§ **Exercise goal**
Arrange every line of the listing below as a JSON list of strings, one string per line, with blank lines left out.

§ **Supplied information**
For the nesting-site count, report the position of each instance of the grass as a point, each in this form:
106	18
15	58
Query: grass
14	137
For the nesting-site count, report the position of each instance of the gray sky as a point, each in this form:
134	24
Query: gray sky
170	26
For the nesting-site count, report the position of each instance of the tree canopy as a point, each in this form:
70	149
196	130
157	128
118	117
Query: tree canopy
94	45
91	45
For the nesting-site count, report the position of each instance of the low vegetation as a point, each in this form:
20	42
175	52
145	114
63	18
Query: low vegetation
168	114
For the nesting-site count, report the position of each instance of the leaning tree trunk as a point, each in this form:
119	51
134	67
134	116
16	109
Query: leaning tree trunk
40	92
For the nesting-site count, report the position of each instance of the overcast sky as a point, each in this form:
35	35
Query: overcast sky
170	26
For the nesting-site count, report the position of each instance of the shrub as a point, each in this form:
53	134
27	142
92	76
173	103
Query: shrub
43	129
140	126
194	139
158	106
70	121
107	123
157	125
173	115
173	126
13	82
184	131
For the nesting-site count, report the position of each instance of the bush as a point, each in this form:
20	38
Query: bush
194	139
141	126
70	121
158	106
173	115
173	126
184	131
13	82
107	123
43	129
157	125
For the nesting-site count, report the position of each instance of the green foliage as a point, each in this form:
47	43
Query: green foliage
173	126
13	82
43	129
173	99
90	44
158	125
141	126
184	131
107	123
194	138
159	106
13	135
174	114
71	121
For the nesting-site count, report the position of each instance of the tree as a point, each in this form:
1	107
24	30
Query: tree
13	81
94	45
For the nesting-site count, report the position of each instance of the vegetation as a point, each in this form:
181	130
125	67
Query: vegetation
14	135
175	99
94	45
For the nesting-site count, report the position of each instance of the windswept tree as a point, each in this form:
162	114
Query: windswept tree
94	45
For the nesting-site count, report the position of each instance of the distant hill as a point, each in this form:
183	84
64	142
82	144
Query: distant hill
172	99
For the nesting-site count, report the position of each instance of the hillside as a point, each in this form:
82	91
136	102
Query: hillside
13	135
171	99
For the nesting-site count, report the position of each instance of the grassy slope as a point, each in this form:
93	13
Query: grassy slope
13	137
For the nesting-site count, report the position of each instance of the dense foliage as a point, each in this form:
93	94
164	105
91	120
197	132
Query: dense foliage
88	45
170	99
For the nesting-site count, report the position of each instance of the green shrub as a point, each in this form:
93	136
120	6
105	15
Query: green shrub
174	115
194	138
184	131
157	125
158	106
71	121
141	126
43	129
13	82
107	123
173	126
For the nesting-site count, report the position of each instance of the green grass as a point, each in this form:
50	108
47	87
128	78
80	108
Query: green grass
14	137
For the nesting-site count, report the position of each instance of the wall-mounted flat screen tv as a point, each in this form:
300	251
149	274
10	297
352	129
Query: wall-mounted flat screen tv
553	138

§ **Written answer**
[
  "For the nesting-site count, report the position of each instance of the grass as a point, each in this form:",
  "106\t18",
  "15\t58",
  "Query: grass",
  "14\t137",
  "For the nesting-site count, report the position of each instance of the gray sky as a point, each in this form:",
  "134\t24",
  "Query: gray sky",
  "170\t26",
  "For the nesting-site count, report the position of each instance of the tree canopy as a point, each in this form:",
  "70\t149",
  "196\t130",
  "157\t128",
  "118\t117",
  "Query: tree canopy",
  "94\t45",
  "91\t45",
  "For the nesting-site count, report the position of each instance of the low vegetation as a point, each in this form:",
  "20\t42",
  "175\t52",
  "145\t114",
  "63\t18",
  "Query: low vegetation",
  "168\t114",
  "For the nesting-site count, report the position of each instance of the leaning tree trunk as a point, each in this form:",
  "119\t51",
  "134\t67",
  "134\t116",
  "16\t109",
  "Query: leaning tree trunk",
  "40\t92",
  "For the nesting-site count, report the position of each instance of the overcast sky as a point, each in this form:",
  "35\t35",
  "Query: overcast sky",
  "170\t26",
  "For the nesting-site count, report the position of each instance of the shrub as a point, each in this form:",
  "53\t134",
  "27\t142",
  "92\t76",
  "173\t103",
  "Query: shrub",
  "43\t129",
  "140\t126",
  "194\t139",
  "158\t106",
  "70\t121",
  "107\t123",
  "157\t125",
  "173\t115",
  "173\t126",
  "13\t82",
  "184\t131",
  "For the nesting-site count, report the position of each instance of the bush as a point, each in this form:",
  "20\t38",
  "Query: bush",
  "194\t139",
  "141\t126",
  "70\t121",
  "158\t106",
  "173\t115",
  "173\t126",
  "184\t131",
  "13\t82",
  "107\t123",
  "43\t129",
  "157\t125",
  "For the nesting-site count, report the position of each instance of the green foliage as a point, each in this form:",
  "47\t43",
  "Query: green foliage",
  "173\t126",
  "13\t82",
  "43\t129",
  "173\t99",
  "90\t44",
  "158\t125",
  "141\t126",
  "184\t131",
  "107\t123",
  "194\t138",
  "159\t106",
  "13\t135",
  "174\t114",
  "71\t121",
  "For the nesting-site count, report the position of each instance of the tree as a point, each in this form:",
  "1\t107",
  "24\t30",
  "Query: tree",
  "13\t81",
  "94\t45",
  "For the nesting-site count, report the position of each instance of the vegetation as a point, each in this form:",
  "181\t130",
  "125\t67",
  "Query: vegetation",
  "14\t135",
  "175\t99",
  "94\t45",
  "For the nesting-site count, report the position of each instance of the windswept tree as a point, each in this form:",
  "162\t114",
  "Query: windswept tree",
  "94\t45",
  "For the nesting-site count, report the position of each instance of the distant hill as a point, each in this form:",
  "183\t84",
  "64\t142",
  "82\t144",
  "Query: distant hill",
  "172\t99",
  "For the nesting-site count, report the position of each instance of the hillside as a point, each in this form:",
  "82\t91",
  "136\t102",
  "Query: hillside",
  "13\t135",
  "171\t99",
  "For the nesting-site count, report the position of each instance of the grassy slope as a point, each in this form:",
  "93\t13",
  "Query: grassy slope",
  "13\t137",
  "For the nesting-site count, report the position of each instance of the dense foliage as a point, each in this form:",
  "93\t94",
  "164\t105",
  "91\t120",
  "197\t132",
  "Query: dense foliage",
  "88\t45",
  "170\t99",
  "For the nesting-site count, report the position of each instance of the green shrub as a point, each in this form:",
  "93\t136",
  "120\t6",
  "105\t15",
  "Query: green shrub",
  "174\t115",
  "194\t138",
  "184\t131",
  "157\t125",
  "158\t106",
  "71\t121",
  "141\t126",
  "43\t129",
  "13\t82",
  "107\t123",
  "173\t126",
  "For the nesting-site count, report the position of each instance of the green grass as a point, each in this form:",
  "50\t108",
  "47\t87",
  "128\t78",
  "80\t108",
  "Query: green grass",
  "14\t137",
  "For the nesting-site count, report the position of each instance of the wall-mounted flat screen tv as a point, each in this form:",
  "300\t251",
  "149\t274",
  "10\t297",
  "352\t129",
  "Query: wall-mounted flat screen tv",
  "553\t138"
]